_GIVEN PASSAGE_
A contest over heating: In Britain, natural gas producers like the idea of subbing in hydrogen for the existing gas infrastructure. But this is more complicated than it sounds: hydrogen molecules are far smaller than natural gas molecules, Rosenow said — meaning the existing infrastructure risks leaking what the U.S. Department of Labor described as a highly flammable gas.

Also, producing zero-emission hydrogen for home heating costs 2.7 times more than electric heating, according to a study by University College London.

And a contest over cars: In the U.S., car manufacturer Toyota has pushed back on electric car mandates that it sees as a risk to its hydrogen business, as we covered in July.

“What is clear is that urban transport — buses that operate the same routes in the city, and can be charged in a depot at night, or personal vehicles — will most likely not be serviced by hydrogen,” Rosenow said.

At current prices, a kilogram of hydrogen delivers slightly more energy than a kilogram of diesel, but costs four times more, The Associated Press reported.

So what should hydrogen be used for? Only the “unavoidable,” according to Liebreich. 

His office has put out the “Hydrogen Ladder,” which ascends from industries he calls “uncompetitive” — metro trains, domestic heating — to those he calls “unavoidable,” like long-haul aviation and fertilizer production.

First in line for greening, Rosenow said: The around 75 million tons of industrial hydrogen (according to the AP) currently produced from fossil fuels like gas and coal. And barring a huge breakthrough in battery technology, hydrogen could also be what gas and oil are now: A stable store of “dispatchable” power that can be held for seasons or even years, he added.

A looming problem: The U.K. largely restricted its hydrogen strategy to the “unavoidable” side of Liebreich’s ladder. 

But another big question looms — where will that hydrogen come from? Will it be truly “green,” produced from water via wind or solar energy? Or will it be “blue,” generated from ammonia or natural gas, with leakage at a minimum and emissions somehow captured and stored?

_SUPPLIED MATERIAL_
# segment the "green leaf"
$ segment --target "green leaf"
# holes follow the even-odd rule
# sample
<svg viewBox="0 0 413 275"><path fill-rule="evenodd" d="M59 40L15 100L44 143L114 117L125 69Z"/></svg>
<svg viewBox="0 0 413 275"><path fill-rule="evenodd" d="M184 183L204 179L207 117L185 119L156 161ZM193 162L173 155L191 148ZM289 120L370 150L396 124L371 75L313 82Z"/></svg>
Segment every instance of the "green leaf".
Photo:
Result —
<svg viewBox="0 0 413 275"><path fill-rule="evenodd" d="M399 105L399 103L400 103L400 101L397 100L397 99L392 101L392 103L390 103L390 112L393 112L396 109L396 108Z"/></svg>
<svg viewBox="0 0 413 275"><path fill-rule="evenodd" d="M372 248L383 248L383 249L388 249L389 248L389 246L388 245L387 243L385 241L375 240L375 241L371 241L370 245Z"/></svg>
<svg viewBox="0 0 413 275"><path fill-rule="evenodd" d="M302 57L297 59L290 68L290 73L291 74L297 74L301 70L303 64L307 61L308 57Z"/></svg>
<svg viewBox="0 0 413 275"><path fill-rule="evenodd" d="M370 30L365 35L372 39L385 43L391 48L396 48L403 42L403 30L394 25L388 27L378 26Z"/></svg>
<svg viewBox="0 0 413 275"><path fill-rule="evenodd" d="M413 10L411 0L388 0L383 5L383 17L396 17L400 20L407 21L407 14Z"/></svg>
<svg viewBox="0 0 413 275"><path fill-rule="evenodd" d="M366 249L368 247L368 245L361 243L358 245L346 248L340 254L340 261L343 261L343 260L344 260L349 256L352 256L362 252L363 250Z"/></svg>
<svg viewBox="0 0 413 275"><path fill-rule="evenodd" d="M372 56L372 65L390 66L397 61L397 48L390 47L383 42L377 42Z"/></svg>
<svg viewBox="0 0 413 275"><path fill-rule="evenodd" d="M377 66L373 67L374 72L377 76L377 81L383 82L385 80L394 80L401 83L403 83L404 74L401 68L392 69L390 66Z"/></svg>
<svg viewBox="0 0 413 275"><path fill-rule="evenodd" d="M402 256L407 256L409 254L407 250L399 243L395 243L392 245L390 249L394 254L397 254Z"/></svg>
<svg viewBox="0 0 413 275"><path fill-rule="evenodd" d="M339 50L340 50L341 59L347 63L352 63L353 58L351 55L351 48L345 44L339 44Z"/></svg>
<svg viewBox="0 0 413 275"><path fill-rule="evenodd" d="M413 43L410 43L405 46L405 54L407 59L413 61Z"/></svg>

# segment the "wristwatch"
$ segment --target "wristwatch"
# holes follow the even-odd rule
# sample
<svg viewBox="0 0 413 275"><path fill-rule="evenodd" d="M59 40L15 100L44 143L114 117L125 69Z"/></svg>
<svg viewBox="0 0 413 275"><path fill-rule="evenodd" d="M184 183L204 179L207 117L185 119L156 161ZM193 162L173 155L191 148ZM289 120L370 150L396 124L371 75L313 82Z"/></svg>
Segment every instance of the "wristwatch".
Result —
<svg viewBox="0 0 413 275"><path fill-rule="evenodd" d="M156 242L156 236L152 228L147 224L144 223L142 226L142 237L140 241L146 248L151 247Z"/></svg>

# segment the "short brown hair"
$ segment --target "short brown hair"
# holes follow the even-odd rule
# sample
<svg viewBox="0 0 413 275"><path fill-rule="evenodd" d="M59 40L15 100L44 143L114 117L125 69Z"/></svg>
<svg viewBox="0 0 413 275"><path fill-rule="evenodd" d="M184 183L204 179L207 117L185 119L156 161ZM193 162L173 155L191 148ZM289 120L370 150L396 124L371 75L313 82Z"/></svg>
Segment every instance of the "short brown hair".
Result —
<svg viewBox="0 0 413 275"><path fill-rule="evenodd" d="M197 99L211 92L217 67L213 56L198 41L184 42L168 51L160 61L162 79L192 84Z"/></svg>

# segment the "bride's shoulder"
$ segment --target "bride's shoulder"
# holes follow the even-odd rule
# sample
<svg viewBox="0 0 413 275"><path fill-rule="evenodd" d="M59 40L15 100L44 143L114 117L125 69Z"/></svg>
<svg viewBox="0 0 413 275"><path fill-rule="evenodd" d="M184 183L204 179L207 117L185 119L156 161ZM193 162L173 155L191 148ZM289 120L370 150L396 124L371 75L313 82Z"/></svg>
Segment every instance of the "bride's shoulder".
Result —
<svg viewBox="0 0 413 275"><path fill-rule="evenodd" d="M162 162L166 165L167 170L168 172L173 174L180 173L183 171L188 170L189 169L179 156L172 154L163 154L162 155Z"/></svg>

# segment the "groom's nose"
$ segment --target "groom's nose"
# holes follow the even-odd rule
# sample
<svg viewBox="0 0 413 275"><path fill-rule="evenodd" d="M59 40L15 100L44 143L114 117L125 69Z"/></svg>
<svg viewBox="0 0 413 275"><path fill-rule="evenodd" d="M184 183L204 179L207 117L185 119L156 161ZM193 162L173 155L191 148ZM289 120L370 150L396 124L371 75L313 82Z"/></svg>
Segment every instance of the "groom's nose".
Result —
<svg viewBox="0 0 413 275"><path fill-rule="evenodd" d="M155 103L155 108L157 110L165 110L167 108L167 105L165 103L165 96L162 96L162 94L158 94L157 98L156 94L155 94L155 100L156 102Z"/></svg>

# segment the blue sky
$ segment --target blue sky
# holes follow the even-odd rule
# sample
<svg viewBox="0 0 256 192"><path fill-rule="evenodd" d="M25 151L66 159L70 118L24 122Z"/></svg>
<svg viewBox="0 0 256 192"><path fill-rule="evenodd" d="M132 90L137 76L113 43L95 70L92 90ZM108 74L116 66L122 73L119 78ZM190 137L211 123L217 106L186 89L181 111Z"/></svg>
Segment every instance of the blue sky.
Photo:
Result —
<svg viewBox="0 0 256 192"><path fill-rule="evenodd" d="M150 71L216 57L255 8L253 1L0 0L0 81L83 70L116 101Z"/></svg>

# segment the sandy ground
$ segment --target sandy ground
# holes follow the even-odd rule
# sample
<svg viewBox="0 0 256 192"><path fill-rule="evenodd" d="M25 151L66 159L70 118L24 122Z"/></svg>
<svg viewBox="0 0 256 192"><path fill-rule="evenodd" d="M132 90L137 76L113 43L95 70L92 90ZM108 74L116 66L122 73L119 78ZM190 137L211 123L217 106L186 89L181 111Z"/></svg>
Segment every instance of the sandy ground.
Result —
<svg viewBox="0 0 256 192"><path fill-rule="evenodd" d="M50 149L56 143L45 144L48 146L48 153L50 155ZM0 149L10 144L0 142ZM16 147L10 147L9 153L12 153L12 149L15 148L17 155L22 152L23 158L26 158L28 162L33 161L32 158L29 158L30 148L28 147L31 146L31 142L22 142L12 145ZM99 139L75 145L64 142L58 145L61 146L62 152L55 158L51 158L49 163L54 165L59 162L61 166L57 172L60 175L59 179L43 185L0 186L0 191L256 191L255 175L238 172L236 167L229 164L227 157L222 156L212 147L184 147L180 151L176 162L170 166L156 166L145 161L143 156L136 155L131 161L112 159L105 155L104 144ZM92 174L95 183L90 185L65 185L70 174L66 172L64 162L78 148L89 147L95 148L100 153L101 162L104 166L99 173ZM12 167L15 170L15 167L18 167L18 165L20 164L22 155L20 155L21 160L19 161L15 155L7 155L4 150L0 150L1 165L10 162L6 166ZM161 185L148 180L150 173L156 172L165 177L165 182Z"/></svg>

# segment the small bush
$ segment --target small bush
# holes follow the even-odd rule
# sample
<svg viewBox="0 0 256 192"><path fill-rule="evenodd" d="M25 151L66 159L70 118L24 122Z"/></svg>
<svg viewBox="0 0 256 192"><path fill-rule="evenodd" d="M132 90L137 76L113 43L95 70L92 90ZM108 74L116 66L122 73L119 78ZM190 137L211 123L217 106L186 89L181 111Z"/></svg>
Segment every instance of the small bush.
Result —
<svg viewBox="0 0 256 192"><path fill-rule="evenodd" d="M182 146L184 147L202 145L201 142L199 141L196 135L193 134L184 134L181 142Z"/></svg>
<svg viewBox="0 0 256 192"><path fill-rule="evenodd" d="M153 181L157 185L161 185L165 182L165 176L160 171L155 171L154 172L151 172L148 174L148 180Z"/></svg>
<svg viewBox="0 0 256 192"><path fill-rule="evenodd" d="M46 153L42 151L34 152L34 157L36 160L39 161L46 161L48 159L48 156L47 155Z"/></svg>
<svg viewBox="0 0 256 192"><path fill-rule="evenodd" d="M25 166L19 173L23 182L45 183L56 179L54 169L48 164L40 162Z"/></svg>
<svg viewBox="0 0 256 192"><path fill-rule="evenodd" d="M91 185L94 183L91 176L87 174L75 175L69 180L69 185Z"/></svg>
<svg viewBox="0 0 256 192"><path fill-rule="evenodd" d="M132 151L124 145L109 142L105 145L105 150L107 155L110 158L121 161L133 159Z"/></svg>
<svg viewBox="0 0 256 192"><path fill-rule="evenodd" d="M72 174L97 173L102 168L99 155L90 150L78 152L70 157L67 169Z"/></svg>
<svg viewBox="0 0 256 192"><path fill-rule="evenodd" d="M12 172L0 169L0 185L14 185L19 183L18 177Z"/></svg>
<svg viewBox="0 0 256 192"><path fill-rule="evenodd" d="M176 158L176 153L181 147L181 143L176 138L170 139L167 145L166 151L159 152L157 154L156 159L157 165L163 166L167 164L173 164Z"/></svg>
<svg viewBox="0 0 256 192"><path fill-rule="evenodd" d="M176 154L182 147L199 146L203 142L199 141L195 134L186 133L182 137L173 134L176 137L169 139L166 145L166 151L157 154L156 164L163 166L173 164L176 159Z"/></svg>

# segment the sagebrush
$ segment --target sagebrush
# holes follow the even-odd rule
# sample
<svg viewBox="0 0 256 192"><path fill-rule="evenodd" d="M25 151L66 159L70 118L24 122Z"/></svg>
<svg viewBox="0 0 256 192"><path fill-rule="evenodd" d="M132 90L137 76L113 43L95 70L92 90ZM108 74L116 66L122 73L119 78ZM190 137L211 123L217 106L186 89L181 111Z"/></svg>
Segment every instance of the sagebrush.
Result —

_QUESTIONS ON THE MATERIAL_
1. Condense the paragraph of the hydrogen passage that opens "First in line for greening" into a short list that keeps its main facts.
2. Using the hydrogen passage, decide whether each statement holds, answering yes or no and quoting the words that settle it: (a) Producing zero-emission hydrogen for home heating costs 2.7 times more than electric heating. (b) A kilogram of hydrogen delivers less energy than a kilogram of diesel. (c) The "Hydrogen Ladder" places domestic heating among the "unavoidable" uses.
3. Duplicate word for word the part of the hydrogen passage that begins at the words "But another big" and stops after "captured and stored?".
Rely only on the hydrogen passage.

_TASK RESPONSES_
1.
- According to Rosenow, the first hydrogen to be made green should be the roughly 75 million tons of industrial hydrogen now produced from fossil fuels such as gas and coal (a figure from the AP).
- Unless battery technology makes a huge breakthrough, hydrogen could also serve as gas and oil do now: a stable store of "dispatchable" power that can be kept for seasons or even years.

2.
(a) Yes: "producing zero-emission hydrogen for home heating costs 2.7 times more than electric heating"
(b) No: "a kilogram of hydrogen delivers slightly more energy than a kilogram of diesel"
(c) No: "from industries he calls “uncompetitive” — metro trains, domestic heating"

3.
But another big question looms — where will that hydrogen come from? Will it be truly “green,” produced from water via wind or solar energy? Or will it be “blue,” generated from ammonia or natural gas, with leakage at a minimum and emissions somehow captured and stored?